:: Exercise text ::

★ ★ ★ ★

Use of anticholinergics in the elderly should be minimized when possible due to the risk of cognitive impairment.

The anticholinergic drugs are occasionally used as drugs of abuse on the street because of their mild mood-elevating properties. Abuse may lead to anticholinergic toxicity. Symptoms of anticholinergic toxicity can include delirium, coma, seizures, extreme agitation, hallucinations, severe hypotension, supraventricular tachycardia and the usual peripheral manifestations - flushing, mydriasis, dry skin, hyperthermia and decreased bowel sounds.

Anticholinergic drugs have not been studied in pregnancy. They have not been reported to cause problems in nursing babies. However, they should be used with caution in pregnant women or nursing mothers.

Drug-Drug Interactions

The most common drug-drug interactions with the anticholinergic drugs occur when they are co-administered with psychotropics that also produce high anticholinergic activity. These drugs would include many antipsychotics, tricyclic and tetracyclic antidepressants, and monoamine oxidase inhibitors.Many over the counter cold preparations also produce significant anticholinergic activity. The co-administration of these drugs with anticholinergic drugs may cause anticholinergic intoxication. Anticholinergic drugs may have addictive effects with CNS depressants, including alcohol.

★ ★ ★ ★

:: Source information ::

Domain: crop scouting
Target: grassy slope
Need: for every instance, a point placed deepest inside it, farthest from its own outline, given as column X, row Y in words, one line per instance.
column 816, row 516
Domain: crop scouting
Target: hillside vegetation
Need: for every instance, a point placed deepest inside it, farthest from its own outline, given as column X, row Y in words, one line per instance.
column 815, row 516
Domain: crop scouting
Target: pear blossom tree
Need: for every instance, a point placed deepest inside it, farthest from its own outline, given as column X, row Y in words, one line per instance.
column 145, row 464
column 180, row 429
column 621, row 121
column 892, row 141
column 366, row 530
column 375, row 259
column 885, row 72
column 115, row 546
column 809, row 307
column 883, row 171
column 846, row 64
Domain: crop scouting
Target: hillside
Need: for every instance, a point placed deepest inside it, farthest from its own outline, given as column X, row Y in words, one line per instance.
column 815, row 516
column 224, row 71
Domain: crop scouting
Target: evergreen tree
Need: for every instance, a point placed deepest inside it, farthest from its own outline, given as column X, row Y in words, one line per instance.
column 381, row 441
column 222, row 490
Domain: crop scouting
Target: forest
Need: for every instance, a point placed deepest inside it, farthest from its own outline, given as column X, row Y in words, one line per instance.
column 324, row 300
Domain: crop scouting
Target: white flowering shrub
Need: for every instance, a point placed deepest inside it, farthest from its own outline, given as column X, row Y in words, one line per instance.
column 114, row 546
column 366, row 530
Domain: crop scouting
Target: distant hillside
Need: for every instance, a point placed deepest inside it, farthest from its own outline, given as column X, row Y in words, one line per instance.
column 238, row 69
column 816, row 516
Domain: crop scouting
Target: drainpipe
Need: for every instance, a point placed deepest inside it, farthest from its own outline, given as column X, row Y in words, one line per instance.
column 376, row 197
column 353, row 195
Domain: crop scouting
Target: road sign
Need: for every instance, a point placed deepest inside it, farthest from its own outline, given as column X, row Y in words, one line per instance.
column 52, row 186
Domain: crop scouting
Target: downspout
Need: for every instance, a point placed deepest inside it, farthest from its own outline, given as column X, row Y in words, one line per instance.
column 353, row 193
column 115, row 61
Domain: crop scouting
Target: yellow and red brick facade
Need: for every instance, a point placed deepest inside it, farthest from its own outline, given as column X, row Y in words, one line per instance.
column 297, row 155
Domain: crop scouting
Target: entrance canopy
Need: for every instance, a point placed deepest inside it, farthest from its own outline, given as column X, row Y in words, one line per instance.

★ ★ ★ ★

Decide whether each statement agrees with the text on anticholinergic drugs, answering yes or no and quoting the deciding words of the text. (a) Anticholinergic drugs have been reported to cause problems in nursing babies. (b) Hallucinations can be a symptom of anticholinergic toxicity. (c) Use of anticholinergics in the elderly should be minimized when possible because of the risk of cognitive impairment.

(a) No: "They have not been reported to cause problems in nursing babies."
(b) Yes: "Symptoms of anticholinergic toxicity can include delirium, coma, seizures, extreme agitation, hallucinations"
(c) Yes: "Use of anticholinergics in the elderly should be minimized when possible due to the risk of cognitive impairment."